Start of Records provided
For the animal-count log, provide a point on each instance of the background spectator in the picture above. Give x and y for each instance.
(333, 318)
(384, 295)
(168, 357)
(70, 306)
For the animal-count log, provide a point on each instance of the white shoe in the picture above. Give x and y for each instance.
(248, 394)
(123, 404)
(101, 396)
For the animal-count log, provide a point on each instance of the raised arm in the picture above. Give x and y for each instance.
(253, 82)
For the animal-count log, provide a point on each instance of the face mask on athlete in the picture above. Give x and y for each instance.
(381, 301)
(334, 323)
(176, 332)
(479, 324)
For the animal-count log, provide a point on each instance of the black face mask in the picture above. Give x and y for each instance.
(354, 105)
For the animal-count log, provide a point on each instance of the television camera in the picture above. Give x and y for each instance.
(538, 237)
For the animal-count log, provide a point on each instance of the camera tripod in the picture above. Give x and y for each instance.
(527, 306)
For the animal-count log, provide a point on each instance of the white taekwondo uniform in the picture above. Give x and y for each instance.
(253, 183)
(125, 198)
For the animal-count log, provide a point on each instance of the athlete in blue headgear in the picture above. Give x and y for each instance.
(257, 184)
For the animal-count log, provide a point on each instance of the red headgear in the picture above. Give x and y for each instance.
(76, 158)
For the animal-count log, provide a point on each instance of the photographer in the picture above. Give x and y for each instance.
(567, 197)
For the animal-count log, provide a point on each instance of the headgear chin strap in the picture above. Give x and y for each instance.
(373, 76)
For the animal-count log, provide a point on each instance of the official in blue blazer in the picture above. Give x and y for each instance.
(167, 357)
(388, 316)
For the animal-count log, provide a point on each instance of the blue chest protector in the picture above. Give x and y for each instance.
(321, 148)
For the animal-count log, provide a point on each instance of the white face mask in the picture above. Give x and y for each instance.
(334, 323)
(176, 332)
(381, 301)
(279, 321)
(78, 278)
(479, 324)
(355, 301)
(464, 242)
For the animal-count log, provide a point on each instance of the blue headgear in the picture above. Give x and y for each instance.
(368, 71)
End of Records provided
Rewrite the records above with "animal-count log" replaced by "count log" everywhere it occurs. Leave everything else unchanged.

# [Finished task]
For the count log, provide a point on each instance of the background spectator in the picture above. Give x and y for each instance.
(333, 318)
(384, 295)
(168, 357)
(70, 306)
For the count log, provide a point on each instance of the white shoe in the picture above. Give x and y for each instance.
(248, 394)
(123, 404)
(101, 396)
For the count log, provide a point on each instance of the raised arm in the picture above. Give x and y for each instance.
(253, 82)
For the count log, provide a point on each instance of the face mask on athlete in the picture above. Give x and y for each instance.
(381, 301)
(334, 323)
(176, 332)
(479, 324)
For the count log, provide a point on each instance of the black face mask in the picture above. Give x and y for each instance.
(354, 105)
For the count log, provide a point on each instance of the television camera in the picture above. Give x and y for each instance.
(538, 237)
For the count log, provide a point on each instance of the camera tripod in the picture above. Give x and y for each instance.
(527, 306)
For the count log, provide a point on each instance of the white taekwondo uniform in the picture above. Give x and y for each instance.
(253, 183)
(125, 198)
For the count log, provide a point on each instance of the athlete in blue headgear in the picture above. Give x and y for each instance.
(257, 184)
For the count log, provide a point on each instance of the red headgear in the picture above. Give x and y for each instance.
(76, 158)
For the count log, provide a point on each instance of the photographer in the picture above. Give x and y for each instance.
(567, 197)
For the count log, provide a point on each instance of the headgear chin strap in the picture above. Give x and y for each instance.
(373, 76)
For the count log, provide a point on each instance of the official in blue blazer in the picture above. Give x and y for each instance.
(167, 357)
(388, 316)
For the count log, provide a point on each instance of the blue chest protector in the picture above. Give x and y for each instance.
(321, 148)
For the count log, provide a point on each instance of the white face mask in the picture above. Give x and y for each instance.
(334, 323)
(176, 332)
(381, 301)
(279, 321)
(78, 278)
(479, 324)
(355, 301)
(464, 242)
For the count log, provide a point on each instance of the blue headgear in the picture above. Give x and y for each instance.
(368, 71)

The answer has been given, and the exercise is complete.